SDIOv1/SDMMCv1 hangs system forever on transfer error Topic is solved

Report here problems in any of ChibiOS components. This forum is NOT for support.
tpw_rules
Posts: 6
Joined: Wed Nov 12, 2025 4:35 am
Been thanked: 3 times

SDIOv1/SDMMCv1 hangs system forever on transfer error  Topic is solved

Postby tpw_rules » Sat Nov 15, 2025 8:42 pm

Using the ArduPilot project ChibiOS fork on an STM32F765 based Pixhawk 4 Mini flight controller and an SD card prone to errors (in this case created by mechanical vibration), the SDMMCv1 peripheral can signal a CRC error in the middle of a transfer.

If this happens, the peripheral no longer is transferring bytes, so the DMA can never complete and the processor hangs forever here: https://github.com/ChibiOS/ChibiOS/blob ... lld.c#L289 . Only a watchdog reset can recover the system.

I did some additional investigation:
* SDIOv1 is vulnerable to the same problem (it is the only other driver that uses the dmaWaitCompletion function anyway?).
* SDMMCv2 is not vulnerable as it stops DMA unconditionally (SDMMCv1 cannot as the DMA is external and therefore we can't know it's complete by the time the DATAEND interrupt is taken, unlike SDMMCv2 where the reference manual says this is known).

Object position labeling entries
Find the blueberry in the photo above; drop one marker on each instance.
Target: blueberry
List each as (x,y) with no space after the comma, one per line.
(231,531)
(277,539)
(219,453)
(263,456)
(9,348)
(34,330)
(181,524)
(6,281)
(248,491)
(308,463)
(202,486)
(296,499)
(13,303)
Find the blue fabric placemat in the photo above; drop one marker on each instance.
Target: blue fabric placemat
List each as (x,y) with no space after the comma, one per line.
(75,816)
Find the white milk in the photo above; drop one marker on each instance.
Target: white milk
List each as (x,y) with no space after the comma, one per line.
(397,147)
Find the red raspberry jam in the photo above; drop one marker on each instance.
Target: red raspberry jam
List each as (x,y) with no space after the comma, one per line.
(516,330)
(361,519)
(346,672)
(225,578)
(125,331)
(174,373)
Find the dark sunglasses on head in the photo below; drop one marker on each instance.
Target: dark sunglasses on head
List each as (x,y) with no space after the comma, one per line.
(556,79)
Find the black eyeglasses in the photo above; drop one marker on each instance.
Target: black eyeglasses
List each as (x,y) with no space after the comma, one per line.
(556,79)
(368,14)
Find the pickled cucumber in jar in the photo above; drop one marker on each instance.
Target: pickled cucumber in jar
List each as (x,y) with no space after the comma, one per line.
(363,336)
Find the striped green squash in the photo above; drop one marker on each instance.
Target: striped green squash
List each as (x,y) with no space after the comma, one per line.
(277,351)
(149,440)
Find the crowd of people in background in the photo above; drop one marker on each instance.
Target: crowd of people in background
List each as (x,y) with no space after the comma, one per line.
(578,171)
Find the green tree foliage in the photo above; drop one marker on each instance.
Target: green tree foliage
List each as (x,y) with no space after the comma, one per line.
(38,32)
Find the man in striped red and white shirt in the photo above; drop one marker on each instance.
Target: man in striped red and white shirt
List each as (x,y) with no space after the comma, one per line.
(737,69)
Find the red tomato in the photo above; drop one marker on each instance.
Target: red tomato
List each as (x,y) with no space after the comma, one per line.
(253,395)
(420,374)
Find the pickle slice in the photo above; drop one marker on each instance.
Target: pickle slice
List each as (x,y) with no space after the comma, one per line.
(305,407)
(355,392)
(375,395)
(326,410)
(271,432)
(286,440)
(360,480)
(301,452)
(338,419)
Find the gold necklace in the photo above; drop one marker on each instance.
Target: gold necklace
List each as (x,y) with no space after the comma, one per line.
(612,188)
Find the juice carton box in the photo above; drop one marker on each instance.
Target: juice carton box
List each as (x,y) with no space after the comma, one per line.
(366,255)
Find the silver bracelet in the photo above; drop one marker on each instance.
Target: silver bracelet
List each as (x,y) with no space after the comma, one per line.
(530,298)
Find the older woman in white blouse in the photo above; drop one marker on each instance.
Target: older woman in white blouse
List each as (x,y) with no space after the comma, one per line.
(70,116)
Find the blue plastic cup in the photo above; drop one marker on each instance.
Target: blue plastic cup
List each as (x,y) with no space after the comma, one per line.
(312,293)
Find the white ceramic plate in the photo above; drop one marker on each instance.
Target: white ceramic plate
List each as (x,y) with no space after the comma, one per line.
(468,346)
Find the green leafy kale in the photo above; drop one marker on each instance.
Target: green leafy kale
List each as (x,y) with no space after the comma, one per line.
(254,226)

_Task_
Copy out everything in the forum post about the SD card hang from "Report here problems" down to "recover the system.", substituting "interface" for each "peripheral".

_Answer to this task_
Report here problems in any of ChibiOS components. This forum is NOT for support.
tpw_rules
Posts: 6
Joined: Wed Nov 12, 2025 4:35 am
Been thanked: 3 times

SDIOv1/SDMMCv1 hangs system forever on transfer error  Topic is solved

Postby tpw_rules » Sat Nov 15, 2025 8:42 pm

Using the ArduPilot project ChibiOS fork on an STM32F765 based Pixhawk 4 Mini flight controller and an SD card prone to errors (in this case created by mechanical vibration), the SDMMCv1 interface can signal a CRC error in the middle of a transfer.

If this happens, the interface no longer is transferring bytes, so the DMA can never complete and the processor hangs forever here: https://github.com/ChibiOS/ChibiOS/blob ... lld.c#L289 . Only a watchdog reset can recover the system.